Task list>
(1) List every percentage figure that appears in the Houston COVID-19 report below, along with what each one measures.
(2) Quote the Houston COVID-19 report from "The additional resources, Abbott" up to and including "just been deployed.".

Texas Gov. Greg Abbott announced late Friday night that the United States Army is sending a medical task force to Houston to help with the city's COVID-19 battle.
The additional resources, Abbott said, include an Urban Area Medical Task Force from the U.S. Department of Defense that will arrive on Monday and a Disaster Medical Assistance Team from U.S. Health and Human Services that has just been deployed.
"Texas is grateful to the federal government as well as the President and Vice President for working swiftly to provide additional resources to the state as we work to mitigate COVID-19 and care for our fellow Texans," Abbott said in a statement Friday. "We will continue to work with our local and federal partners to ensure all resources and needs are met throughout the state."
Houston has seen a significant rise in coronavirus cases in recent weeks, which caused many public health officials and hospitals to issue warnings that ICU bed availability is running low. Houston's Texas Medical Center is at 105% capacity.
The city reported 670 new diagnosed COVID-19 cases Friday, bringing Houston's total to at least 26,682. The coronavirus death toll for the city increased by nine to 259.
Numbers are just as jarring throughout the Lone Star State. Texas' statewide COVID-19 death toll reached a single-day high of 105 Friday. The state had a 15.56% positivity test rate, according to an internal Federal Emergency Management Agency memo obtained by ABC News.
Nearly 14% of all new U.S. coronavirus cases in the past seven days have been identified in Texas, the memo said.
The rise in cases also led to Houston Mayor Sylvester Turner to cancel the in-person Republican Party convention in the city, prompting a lawsuit by the state GOP.

Source information>
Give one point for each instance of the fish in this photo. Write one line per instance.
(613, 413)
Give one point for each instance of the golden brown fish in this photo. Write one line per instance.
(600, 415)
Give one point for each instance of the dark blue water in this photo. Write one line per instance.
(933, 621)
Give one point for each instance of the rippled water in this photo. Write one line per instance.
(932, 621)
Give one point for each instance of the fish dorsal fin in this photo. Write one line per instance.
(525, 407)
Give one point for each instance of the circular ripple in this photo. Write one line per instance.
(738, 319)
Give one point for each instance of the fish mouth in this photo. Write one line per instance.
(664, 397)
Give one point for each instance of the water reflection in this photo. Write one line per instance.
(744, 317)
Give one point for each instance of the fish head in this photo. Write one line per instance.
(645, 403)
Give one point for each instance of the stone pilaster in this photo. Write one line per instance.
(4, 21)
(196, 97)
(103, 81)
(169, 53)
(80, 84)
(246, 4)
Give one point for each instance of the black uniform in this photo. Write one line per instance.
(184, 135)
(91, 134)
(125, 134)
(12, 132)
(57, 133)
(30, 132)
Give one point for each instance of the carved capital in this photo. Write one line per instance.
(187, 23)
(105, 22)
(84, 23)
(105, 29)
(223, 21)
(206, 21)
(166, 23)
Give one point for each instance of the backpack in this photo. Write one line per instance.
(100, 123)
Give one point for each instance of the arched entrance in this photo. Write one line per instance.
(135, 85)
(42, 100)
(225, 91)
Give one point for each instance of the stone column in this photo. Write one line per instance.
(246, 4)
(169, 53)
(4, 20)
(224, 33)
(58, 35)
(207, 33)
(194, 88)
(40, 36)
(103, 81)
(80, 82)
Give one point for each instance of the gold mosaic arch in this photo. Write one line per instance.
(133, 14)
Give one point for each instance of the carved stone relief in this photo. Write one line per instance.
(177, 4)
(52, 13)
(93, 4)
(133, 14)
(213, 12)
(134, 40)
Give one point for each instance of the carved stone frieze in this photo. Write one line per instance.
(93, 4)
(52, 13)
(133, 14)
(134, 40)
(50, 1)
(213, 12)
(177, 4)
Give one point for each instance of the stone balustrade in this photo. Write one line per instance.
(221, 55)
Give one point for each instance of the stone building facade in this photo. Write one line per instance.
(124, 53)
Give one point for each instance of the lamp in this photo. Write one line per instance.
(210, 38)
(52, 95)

Responses for each task>
(1)
- 105%: the capacity level of Houston's Texas Medical Center
- 15.56%: Texas' positivity test rate
- Nearly 14%: the share of all new U.S. coronavirus cases in the past seven days that were identified in Texas

(2)
The additional resources, Abbott said, include an Urban Area Medical Task Force from the U.S. Department of Defense that will arrive on Monday and a Disaster Medical Assistance Team from U.S. Health and Human Services that has just been deployed.